- ASSIGNMENT:
Where the records below show a line containing "of the pollen", start copying; end with the line containing "of the yellow", and copy it too.

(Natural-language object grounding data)
::::

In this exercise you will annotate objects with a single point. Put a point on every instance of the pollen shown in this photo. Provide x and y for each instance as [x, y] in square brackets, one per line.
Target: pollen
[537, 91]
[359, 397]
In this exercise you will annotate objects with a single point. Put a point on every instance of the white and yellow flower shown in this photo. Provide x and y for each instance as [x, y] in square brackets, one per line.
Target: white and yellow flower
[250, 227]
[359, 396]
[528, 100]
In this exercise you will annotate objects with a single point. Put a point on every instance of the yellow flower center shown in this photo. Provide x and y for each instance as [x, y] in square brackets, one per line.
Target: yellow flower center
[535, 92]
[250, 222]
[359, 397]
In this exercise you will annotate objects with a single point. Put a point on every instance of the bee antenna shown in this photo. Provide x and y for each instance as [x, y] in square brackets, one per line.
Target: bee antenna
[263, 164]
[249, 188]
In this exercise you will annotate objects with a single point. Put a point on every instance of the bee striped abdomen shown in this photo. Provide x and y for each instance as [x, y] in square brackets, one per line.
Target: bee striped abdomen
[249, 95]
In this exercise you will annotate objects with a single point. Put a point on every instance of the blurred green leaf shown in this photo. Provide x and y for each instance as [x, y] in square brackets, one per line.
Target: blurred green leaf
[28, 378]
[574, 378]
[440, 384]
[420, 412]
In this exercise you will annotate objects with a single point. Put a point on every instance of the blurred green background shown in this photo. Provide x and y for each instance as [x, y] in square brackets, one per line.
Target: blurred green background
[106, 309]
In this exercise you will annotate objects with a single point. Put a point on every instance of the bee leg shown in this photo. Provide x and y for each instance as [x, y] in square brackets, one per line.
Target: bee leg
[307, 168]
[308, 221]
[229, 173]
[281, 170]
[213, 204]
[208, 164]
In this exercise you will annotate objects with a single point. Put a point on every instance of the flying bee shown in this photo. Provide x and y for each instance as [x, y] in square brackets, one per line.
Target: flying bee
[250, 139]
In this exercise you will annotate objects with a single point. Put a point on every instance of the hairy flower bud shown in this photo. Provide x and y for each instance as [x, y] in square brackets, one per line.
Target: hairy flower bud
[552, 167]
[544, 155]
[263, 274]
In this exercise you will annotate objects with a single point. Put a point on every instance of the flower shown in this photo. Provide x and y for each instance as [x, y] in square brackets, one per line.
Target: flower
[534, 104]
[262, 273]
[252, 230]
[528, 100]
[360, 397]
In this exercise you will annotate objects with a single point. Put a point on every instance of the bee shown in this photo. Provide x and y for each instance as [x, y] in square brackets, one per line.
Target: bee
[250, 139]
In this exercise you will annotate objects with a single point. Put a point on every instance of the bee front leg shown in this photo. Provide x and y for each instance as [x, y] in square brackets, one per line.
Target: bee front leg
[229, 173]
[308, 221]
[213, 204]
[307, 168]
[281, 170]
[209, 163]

::::

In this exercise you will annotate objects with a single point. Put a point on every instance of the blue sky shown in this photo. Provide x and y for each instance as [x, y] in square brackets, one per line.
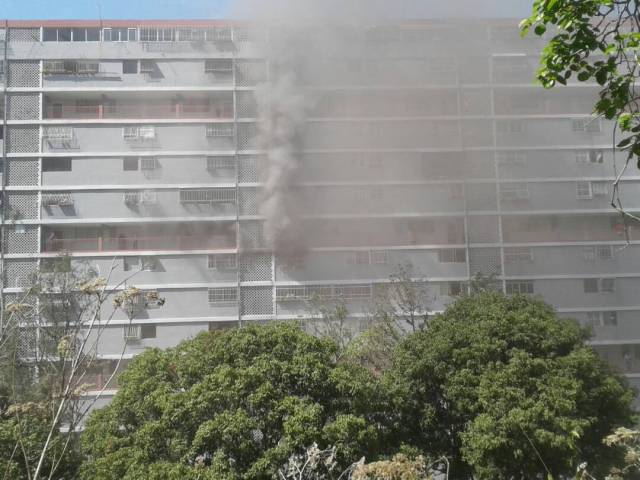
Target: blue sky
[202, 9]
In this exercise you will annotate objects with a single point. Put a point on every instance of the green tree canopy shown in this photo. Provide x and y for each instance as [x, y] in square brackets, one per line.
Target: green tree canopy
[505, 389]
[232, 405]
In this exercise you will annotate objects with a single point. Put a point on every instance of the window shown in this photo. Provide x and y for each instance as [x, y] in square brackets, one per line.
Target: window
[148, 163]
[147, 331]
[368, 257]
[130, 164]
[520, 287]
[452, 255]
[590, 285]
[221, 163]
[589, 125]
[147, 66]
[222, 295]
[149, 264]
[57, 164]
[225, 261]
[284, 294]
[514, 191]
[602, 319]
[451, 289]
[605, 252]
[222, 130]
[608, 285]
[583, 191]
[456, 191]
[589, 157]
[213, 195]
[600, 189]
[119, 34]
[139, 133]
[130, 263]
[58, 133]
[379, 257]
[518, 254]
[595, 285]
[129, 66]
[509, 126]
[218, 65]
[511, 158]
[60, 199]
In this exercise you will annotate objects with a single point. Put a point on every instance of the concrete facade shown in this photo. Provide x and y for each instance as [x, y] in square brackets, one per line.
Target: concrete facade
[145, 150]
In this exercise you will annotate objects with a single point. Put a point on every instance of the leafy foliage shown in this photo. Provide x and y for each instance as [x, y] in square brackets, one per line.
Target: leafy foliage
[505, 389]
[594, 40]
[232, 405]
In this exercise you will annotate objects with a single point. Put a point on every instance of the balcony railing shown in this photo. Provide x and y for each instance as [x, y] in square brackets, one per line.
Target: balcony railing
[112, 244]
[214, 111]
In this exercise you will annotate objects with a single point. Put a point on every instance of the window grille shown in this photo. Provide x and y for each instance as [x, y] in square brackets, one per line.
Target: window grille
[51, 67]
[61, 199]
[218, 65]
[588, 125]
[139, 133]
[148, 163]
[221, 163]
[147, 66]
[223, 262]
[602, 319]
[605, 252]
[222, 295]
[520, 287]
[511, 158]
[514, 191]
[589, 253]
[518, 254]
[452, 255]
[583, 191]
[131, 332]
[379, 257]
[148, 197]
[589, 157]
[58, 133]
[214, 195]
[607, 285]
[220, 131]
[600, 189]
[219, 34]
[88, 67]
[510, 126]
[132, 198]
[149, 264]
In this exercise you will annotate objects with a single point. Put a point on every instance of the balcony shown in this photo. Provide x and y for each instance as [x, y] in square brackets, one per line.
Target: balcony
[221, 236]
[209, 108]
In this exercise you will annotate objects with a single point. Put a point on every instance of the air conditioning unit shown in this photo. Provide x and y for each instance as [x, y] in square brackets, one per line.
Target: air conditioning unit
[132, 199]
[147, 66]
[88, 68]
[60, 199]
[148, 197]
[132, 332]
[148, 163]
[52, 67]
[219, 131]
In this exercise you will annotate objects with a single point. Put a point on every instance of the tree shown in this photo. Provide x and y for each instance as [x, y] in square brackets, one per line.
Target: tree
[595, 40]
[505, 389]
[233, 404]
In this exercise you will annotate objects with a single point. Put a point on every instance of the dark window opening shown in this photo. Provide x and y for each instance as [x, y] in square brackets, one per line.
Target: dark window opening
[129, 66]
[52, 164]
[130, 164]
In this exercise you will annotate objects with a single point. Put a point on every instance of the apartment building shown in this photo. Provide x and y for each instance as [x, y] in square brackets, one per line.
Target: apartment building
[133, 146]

::::

- EXPECTED ANSWER:
In this exercise you will annotate objects with a single point. Put a point on every instance of the pollen shown in this photo. Provide x and y for each instance as [x, y] in square brackets, one per line.
Target: pollen
[537, 91]
[359, 397]
In this exercise you will annotate objects with a single point. Put a point on every instance of the white and yellow flower shown in this photo. Provide x and y for each instance as [x, y] in square brackets, one per line.
Target: white and yellow flower
[250, 227]
[359, 396]
[528, 100]
In this exercise you will annotate objects with a single point. Put a point on every instance of the yellow flower center shown in this photo. Provide x and y for each instance as [x, y] in square brackets, one per line.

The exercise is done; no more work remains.